*What you are asked to do:* Starting from the line that contains "in black tank", reproduce each line exactly through the end of the material, and include no other lines.

*Provided entries:*
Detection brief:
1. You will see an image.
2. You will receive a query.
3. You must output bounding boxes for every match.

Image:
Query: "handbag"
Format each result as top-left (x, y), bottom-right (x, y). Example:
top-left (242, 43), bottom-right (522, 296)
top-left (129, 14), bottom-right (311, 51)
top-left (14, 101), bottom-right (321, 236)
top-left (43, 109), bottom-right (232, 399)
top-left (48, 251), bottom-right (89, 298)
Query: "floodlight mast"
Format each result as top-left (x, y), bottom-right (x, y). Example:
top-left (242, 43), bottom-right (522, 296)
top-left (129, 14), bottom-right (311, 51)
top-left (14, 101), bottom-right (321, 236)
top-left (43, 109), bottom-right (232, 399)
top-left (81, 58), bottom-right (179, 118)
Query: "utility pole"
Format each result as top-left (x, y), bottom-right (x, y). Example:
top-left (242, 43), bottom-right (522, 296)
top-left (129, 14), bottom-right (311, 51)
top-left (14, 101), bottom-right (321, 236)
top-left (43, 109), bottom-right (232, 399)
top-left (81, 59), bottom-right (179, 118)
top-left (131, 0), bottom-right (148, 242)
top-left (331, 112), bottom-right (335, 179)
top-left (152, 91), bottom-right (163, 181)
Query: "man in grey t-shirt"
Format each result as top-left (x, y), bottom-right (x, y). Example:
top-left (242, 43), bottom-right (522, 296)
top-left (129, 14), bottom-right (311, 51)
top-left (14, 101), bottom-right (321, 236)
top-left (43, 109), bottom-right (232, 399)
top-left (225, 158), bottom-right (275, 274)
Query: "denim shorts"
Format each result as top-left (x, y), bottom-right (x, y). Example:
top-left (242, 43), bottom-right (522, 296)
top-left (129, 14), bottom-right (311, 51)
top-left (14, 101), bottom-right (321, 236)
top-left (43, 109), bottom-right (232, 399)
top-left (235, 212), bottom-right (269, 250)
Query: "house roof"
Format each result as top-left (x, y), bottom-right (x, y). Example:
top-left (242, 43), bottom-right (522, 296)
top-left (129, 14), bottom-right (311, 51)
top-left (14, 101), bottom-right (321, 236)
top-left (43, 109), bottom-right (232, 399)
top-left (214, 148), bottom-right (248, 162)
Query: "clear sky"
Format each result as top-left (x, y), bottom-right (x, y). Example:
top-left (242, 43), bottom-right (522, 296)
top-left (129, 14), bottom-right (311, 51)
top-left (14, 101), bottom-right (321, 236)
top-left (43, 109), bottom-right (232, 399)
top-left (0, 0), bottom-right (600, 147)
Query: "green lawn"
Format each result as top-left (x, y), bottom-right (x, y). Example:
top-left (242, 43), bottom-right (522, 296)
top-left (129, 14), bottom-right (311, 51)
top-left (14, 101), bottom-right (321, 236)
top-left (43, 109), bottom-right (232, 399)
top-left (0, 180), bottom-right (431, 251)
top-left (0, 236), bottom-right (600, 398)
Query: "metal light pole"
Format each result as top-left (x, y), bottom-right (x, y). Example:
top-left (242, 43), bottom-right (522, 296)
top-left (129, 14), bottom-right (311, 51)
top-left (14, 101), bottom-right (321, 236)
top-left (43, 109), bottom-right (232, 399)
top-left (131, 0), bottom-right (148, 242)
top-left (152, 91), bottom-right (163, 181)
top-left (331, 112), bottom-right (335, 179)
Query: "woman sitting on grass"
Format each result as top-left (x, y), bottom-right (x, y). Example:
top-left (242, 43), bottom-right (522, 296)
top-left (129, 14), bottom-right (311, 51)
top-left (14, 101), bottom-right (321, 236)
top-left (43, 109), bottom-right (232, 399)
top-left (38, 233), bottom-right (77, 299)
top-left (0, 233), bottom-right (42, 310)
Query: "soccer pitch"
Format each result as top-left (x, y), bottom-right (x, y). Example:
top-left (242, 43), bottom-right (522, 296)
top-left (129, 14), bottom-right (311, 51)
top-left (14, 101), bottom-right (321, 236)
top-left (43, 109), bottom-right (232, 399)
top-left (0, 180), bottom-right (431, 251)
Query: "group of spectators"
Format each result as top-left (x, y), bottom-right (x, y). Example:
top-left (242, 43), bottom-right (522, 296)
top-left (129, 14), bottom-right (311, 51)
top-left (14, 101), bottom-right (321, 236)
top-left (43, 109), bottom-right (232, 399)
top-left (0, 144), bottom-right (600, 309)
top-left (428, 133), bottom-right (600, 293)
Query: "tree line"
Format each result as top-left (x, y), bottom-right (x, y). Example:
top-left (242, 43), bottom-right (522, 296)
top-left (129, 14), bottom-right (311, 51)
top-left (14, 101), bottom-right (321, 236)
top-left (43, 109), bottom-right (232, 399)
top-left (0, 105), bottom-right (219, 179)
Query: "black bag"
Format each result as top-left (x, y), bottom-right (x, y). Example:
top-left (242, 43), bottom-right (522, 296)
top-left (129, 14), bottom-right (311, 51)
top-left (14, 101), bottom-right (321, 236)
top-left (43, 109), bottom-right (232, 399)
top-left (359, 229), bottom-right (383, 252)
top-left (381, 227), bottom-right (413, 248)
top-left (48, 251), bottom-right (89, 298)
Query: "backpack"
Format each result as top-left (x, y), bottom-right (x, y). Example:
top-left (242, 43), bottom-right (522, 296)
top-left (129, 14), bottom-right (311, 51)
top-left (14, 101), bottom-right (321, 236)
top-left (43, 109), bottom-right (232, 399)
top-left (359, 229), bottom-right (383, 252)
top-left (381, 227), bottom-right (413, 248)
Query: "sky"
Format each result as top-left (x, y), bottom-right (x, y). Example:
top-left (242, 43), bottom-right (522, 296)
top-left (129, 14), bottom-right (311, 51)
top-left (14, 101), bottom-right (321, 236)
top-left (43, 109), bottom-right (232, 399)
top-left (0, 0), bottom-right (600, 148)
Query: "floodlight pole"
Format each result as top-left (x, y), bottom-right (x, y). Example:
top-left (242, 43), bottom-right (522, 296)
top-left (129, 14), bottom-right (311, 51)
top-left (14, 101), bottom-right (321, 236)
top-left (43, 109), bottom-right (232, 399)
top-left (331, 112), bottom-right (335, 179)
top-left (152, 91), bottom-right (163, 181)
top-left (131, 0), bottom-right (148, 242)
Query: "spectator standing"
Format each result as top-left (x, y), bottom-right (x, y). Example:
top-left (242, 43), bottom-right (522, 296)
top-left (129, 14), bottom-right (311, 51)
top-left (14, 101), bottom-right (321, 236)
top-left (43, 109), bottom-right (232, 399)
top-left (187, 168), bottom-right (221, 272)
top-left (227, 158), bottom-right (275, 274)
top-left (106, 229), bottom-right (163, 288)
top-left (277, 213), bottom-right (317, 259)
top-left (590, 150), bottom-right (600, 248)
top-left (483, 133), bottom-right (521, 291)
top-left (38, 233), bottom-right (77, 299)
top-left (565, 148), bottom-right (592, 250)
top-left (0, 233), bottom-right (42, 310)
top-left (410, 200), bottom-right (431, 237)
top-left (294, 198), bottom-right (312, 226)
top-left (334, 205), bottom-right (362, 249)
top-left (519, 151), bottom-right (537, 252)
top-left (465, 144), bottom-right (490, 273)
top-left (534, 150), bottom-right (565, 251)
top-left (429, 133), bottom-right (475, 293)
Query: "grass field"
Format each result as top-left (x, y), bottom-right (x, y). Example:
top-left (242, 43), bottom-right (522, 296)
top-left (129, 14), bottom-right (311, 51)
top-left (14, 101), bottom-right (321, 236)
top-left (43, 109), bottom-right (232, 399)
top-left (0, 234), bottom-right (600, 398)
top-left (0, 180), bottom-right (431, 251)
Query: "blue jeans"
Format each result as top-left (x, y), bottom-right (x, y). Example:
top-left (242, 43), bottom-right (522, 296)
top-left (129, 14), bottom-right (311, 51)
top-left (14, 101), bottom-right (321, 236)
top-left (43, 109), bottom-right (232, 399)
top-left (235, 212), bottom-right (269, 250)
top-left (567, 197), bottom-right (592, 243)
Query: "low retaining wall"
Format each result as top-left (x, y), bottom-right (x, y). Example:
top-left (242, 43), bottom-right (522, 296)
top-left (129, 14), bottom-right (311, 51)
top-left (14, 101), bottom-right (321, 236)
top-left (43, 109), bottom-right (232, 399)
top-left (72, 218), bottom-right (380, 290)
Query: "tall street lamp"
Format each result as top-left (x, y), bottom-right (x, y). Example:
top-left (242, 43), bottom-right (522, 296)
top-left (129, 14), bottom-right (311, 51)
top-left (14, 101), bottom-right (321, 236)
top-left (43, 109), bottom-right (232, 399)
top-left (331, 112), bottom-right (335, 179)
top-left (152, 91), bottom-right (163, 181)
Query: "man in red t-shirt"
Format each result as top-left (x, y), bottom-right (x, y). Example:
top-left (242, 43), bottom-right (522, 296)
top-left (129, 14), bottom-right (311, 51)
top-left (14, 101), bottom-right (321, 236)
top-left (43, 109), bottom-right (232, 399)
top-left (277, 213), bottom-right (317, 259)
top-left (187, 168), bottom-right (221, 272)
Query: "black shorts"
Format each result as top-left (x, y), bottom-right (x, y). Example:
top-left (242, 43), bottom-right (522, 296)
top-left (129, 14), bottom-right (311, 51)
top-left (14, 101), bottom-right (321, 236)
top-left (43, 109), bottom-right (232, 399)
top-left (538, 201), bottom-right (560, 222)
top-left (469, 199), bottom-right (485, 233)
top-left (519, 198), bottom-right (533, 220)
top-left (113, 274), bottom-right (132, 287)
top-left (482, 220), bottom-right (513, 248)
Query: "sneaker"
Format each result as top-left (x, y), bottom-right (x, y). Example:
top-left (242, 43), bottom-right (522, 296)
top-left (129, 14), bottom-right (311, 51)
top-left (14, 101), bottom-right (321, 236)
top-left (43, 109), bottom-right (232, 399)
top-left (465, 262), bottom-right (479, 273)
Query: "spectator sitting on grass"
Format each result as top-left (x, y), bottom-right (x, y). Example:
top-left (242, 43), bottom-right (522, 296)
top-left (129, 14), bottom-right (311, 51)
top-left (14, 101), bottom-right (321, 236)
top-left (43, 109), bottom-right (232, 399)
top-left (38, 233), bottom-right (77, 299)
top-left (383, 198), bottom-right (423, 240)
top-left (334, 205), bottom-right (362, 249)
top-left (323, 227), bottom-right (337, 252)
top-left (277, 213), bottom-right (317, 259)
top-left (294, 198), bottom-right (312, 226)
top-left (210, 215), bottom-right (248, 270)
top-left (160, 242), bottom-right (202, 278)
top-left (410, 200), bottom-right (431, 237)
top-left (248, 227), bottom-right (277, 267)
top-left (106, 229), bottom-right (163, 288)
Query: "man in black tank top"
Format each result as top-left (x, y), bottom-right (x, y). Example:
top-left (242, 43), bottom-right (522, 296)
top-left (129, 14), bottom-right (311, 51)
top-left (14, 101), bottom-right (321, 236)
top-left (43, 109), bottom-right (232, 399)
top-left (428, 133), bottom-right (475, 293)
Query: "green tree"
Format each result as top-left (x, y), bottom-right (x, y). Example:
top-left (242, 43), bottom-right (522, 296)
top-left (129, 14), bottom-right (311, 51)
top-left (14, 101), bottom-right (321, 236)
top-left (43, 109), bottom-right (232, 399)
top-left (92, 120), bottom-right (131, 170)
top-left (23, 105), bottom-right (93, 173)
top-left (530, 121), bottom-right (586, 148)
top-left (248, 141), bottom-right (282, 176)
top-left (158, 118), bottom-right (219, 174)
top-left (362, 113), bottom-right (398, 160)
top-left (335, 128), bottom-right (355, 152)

*Written solution:*
Query: "man in black tank top"
Format each result as top-left (x, y), bottom-right (x, y). Example:
top-left (242, 43), bottom-right (522, 296)
top-left (129, 14), bottom-right (311, 51)
top-left (14, 101), bottom-right (321, 236)
top-left (43, 109), bottom-right (232, 399)
top-left (428, 133), bottom-right (475, 293)
Query: "green tree"
Format each result as top-left (x, y), bottom-right (x, y). Example:
top-left (242, 43), bottom-right (522, 296)
top-left (129, 14), bottom-right (311, 51)
top-left (14, 101), bottom-right (321, 236)
top-left (43, 109), bottom-right (232, 399)
top-left (92, 120), bottom-right (131, 170)
top-left (23, 105), bottom-right (93, 173)
top-left (530, 121), bottom-right (586, 148)
top-left (248, 141), bottom-right (282, 176)
top-left (158, 118), bottom-right (219, 174)
top-left (362, 113), bottom-right (398, 160)
top-left (335, 128), bottom-right (355, 152)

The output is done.